[PROMPT 1]:
In the Babel-speak column below, what name did the employees give to the game they invented?
[PROMPT 2]:
Pick up the Babel-speak column below where it stops, and write the next few paragraphs.

Name of column: The CEO is dead, long live the CEO

Contributor: Ian Buckingham, founder of www.by2w.co.uk and former MD of Interbrand Inside 

"We’ve reached a critical point of inflection in the war for talent and it’s now time for a paradigm shift if we’re to dominate the moral high ground”

(OD director, UK Financial Services)

I met the person who came out with this sentence a couple of years ago. To spare his blushes, let’s call him Babel. He proudly wore the label head of organization development and worked for a web-based financial services firm which had a reputation for a radical working environment and funky marketing.
 
He represented a truly maverick brand, much heralded for its iconoclastic, irreverent approach.Unfortunately, they also had an alternative financial performance record. I would show you a copy of their 'strategy on a single page' if I could, but suffice to say, looking at it for the first time was rather like being a Victorian explorer faced with a hieroglyphic carving on a stone tablet. This A4 tablet was packed with symbols which might as well have been runes and had so many mixed metaphors that it looked like it had been chiseled by an army of schizophrenic stonemasons.

He talked proudly of their collaborations with a series of specialist management gurus – although the 'tablet' did most of the speaking for him. His team had absorbed key thinking indiscriminately and were feverishly attempting to align their passionate but rather confused employees behind their chaotic OD strategy. In the meantime, they were wrestling with their senior leaders, puzzled by the absence of early-adopters in the top team.

In this column last week I talked about how culture is simply: 'the way things are done around here'. I also talked about the importance of developing an appropriate culture attuned to the goal of the business and the needs and abilities of internal stakeholders. Well the communication culture within this organization had become the biggest inhibitor of effective communication. It was complex cloaked as clever and little understood. 

Sadly, Babel-speak, as it came to be known, became so infamous that the employees (usually a 'gung-ho' and pretty lively bunch) had invented a game which they came to call BS Bingo. An enterprising cultural guerilla had created a spreadsheet populated by the most infamous and prevalent metaphors being perpetuated by Mr Babel and his team. 

On the increasingly popular internal communication black market, he offered a financial incentive for his contemporaries to seek out, site and mark off those metaphors appearing in officially sanctioned communication within a given period of time. The first to spot and report back a 'full house' of BS metaphors within that period was awarded the BS Bingo prize. Needless to say, you were at a distinct advantage if you were a middle manager and attended the Babel-sanctioned conferences and engagement events.

[DATASET RECORDS]:

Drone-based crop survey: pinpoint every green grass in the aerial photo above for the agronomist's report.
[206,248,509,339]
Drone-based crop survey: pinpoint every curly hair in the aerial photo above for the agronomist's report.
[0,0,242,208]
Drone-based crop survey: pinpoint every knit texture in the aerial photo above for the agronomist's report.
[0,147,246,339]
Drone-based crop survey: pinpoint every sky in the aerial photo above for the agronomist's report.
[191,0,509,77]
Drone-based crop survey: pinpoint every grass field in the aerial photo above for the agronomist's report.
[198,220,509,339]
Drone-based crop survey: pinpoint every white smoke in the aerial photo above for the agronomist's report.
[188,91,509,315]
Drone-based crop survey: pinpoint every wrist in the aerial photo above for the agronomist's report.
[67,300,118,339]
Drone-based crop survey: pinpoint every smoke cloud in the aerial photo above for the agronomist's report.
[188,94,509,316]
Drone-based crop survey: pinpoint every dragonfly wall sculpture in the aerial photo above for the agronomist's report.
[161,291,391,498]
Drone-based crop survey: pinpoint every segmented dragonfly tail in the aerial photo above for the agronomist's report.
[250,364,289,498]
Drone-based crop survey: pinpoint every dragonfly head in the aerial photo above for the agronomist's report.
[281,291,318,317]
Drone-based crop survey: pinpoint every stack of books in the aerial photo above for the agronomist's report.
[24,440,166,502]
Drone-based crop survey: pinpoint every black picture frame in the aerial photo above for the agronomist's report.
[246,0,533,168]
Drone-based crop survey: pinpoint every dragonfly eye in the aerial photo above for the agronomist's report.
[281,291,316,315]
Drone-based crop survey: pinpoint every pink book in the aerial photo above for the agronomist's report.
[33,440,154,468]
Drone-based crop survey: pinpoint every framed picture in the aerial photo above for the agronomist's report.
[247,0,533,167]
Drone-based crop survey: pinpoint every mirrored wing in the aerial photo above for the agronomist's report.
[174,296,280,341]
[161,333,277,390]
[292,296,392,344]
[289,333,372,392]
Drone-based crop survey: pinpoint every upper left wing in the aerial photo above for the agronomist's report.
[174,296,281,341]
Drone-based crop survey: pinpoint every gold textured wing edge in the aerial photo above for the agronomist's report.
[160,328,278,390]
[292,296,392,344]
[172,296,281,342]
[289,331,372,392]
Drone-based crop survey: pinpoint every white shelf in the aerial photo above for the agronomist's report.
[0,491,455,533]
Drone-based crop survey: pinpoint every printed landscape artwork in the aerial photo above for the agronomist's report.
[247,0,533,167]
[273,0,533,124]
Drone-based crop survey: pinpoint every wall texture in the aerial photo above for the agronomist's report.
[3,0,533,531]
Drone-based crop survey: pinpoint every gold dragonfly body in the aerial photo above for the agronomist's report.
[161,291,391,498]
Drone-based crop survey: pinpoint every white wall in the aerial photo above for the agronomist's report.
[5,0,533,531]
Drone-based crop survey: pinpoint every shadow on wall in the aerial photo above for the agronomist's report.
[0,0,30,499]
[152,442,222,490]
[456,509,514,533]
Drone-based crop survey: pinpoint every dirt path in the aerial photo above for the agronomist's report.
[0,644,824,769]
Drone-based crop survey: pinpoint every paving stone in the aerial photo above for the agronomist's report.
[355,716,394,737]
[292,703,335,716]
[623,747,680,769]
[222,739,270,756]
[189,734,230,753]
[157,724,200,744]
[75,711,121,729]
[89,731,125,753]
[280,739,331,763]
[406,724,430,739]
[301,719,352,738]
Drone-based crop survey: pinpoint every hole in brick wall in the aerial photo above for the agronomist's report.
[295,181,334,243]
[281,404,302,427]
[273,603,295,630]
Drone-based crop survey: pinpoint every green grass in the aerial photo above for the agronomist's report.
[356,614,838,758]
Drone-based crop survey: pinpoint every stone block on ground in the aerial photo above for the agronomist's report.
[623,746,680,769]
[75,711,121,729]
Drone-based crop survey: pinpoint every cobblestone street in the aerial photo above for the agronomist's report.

[ANSWER 1]:
BS Bingo

[ANSWER 2]:
Two years later, the guerillas won the unofficial culture war and Babel left to start up his own consultancy. This has since folded. His former company has just been sold by its parents after years of underperformance and the OD and communication team was severely 'right-sized' a year ago. Powerful stuff this culture – especially when you underestimate the line managers (or ceos) who have to act as the interpreters, translators and ultimate implementers of the change strategy.

It didn’t have to be that way as the enthusiastic innovators within the organization had some very good ideas. Passionate as they were, they were seduced, however, by compulsive creativity. They took for granted or obfuscated the obvious and forgot to deliver the basics consistently well. They lost their audience in 'push' communication masquerading as engagement cloaked in a mist of purple and inauthentic prose. It will come as little surprise that external customer satisfaction statistics suffered during Babel’s tenure. 

I’ve seen few more compelling arguments for the power of language and the prevailing communication culture and the impact both of these soft skills areas ultimately have on the brand and the bottom line. This one didn’t have a happy ending for everyone concerned but join me next week to hear about a couple of chief engagement officers who are heroes to their peers and examples to us all (really!).

Check out: 

If you’re interested in learning more about Ian’s thoughts and reflections on employee engagement, brand development and culture change watch this space and take a look at his book: Brand Engagement – How Employees Make or Break Brands.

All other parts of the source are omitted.